— Instruction —
Find every line in the rows below that contains the word "inscription" and copy each one out in full.

— Recorded data —

********

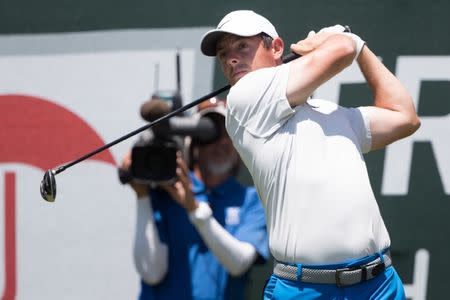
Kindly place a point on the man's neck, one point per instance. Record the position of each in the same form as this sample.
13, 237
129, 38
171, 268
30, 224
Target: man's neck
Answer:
210, 180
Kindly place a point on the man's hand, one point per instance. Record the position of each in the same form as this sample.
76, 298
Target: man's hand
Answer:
181, 190
313, 41
140, 189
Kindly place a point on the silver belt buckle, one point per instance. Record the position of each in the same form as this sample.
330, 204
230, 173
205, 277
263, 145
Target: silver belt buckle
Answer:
339, 283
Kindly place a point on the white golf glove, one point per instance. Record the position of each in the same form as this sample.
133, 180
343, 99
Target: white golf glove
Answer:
340, 29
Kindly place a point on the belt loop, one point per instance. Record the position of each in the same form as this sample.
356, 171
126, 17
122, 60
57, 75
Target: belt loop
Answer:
299, 272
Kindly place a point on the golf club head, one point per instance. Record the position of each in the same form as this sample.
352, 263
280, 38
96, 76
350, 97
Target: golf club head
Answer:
48, 186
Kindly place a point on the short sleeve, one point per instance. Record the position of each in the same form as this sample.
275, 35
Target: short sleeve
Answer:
258, 101
252, 228
360, 121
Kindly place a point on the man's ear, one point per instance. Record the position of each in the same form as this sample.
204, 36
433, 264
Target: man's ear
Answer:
277, 48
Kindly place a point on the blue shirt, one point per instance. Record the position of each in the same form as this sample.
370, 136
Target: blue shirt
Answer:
194, 272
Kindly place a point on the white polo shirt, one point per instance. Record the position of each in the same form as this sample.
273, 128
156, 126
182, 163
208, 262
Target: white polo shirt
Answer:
308, 168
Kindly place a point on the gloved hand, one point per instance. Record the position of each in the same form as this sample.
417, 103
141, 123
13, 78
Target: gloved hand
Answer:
340, 29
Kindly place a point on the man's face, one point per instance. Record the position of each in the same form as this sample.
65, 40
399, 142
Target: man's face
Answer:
240, 55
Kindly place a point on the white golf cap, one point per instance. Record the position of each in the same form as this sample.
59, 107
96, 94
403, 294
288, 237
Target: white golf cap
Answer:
240, 22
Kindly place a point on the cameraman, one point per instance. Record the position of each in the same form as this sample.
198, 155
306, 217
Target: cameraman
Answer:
199, 237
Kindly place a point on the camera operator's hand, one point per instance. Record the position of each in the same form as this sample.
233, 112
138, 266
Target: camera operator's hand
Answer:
181, 190
140, 189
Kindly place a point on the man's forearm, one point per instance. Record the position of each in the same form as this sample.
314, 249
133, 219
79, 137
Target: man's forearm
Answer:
150, 254
388, 91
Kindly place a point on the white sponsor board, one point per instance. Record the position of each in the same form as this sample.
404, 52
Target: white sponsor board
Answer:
80, 247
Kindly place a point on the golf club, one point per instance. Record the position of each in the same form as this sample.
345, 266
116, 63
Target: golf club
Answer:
48, 183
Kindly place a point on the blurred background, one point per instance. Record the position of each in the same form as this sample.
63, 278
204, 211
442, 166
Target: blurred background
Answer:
73, 75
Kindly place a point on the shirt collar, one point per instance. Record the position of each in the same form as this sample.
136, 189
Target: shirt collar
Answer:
220, 190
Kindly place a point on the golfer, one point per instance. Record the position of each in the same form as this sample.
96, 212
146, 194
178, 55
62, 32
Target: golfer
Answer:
306, 155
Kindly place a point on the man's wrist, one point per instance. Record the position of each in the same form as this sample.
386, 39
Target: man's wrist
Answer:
358, 41
200, 214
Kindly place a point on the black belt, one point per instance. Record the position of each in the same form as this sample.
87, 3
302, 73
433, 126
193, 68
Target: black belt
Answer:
340, 277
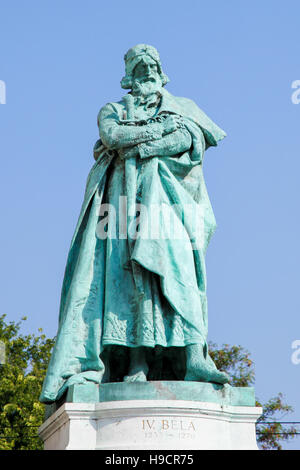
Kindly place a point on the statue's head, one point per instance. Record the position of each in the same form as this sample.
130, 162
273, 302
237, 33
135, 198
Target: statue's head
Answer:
143, 70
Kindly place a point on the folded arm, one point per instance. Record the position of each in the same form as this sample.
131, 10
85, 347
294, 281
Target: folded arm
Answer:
116, 135
177, 142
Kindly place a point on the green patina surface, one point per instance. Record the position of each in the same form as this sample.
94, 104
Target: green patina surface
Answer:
144, 293
158, 390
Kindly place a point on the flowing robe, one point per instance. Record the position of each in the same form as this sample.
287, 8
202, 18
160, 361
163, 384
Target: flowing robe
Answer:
138, 291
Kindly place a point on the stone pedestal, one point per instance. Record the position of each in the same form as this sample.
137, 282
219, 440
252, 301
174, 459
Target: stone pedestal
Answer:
206, 416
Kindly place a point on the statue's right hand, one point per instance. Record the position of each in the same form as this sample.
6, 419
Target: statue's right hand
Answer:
171, 123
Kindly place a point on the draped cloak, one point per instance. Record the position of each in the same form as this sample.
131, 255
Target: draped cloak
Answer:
179, 264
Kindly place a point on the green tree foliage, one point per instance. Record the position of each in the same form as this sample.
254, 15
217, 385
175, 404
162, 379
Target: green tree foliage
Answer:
24, 369
21, 378
237, 362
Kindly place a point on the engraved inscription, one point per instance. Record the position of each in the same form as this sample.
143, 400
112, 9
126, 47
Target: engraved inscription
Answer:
168, 428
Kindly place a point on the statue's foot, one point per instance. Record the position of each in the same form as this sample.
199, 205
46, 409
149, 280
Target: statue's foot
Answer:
201, 368
138, 376
207, 375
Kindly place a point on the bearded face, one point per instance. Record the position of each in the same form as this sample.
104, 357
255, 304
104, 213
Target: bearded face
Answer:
146, 78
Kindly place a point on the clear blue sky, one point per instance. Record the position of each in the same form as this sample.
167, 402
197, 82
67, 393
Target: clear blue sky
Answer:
62, 60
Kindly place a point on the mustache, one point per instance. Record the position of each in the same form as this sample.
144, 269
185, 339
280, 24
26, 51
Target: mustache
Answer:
146, 86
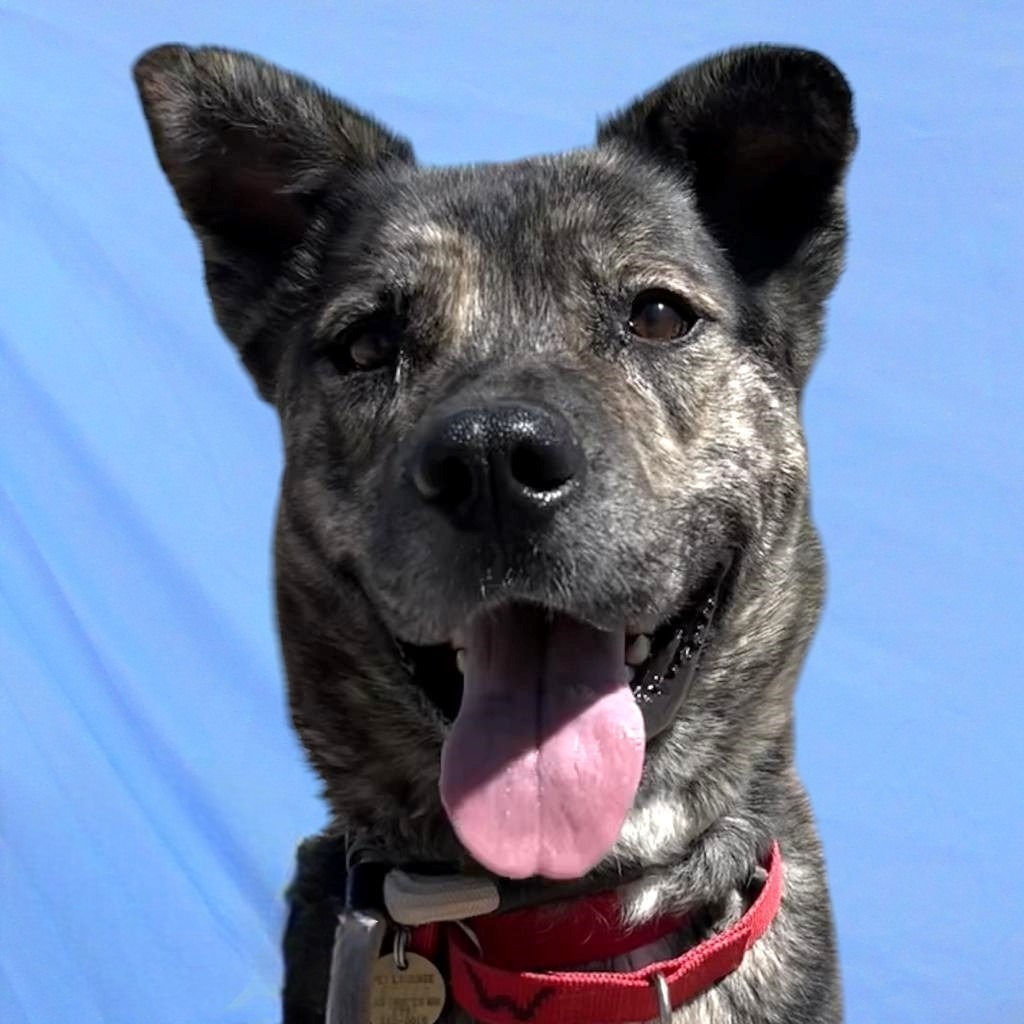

********

— Written answer —
Kindly place a point on the engraved inscription, one point per instance. Record the position of each in the same form as this sample.
Target: engraved inscription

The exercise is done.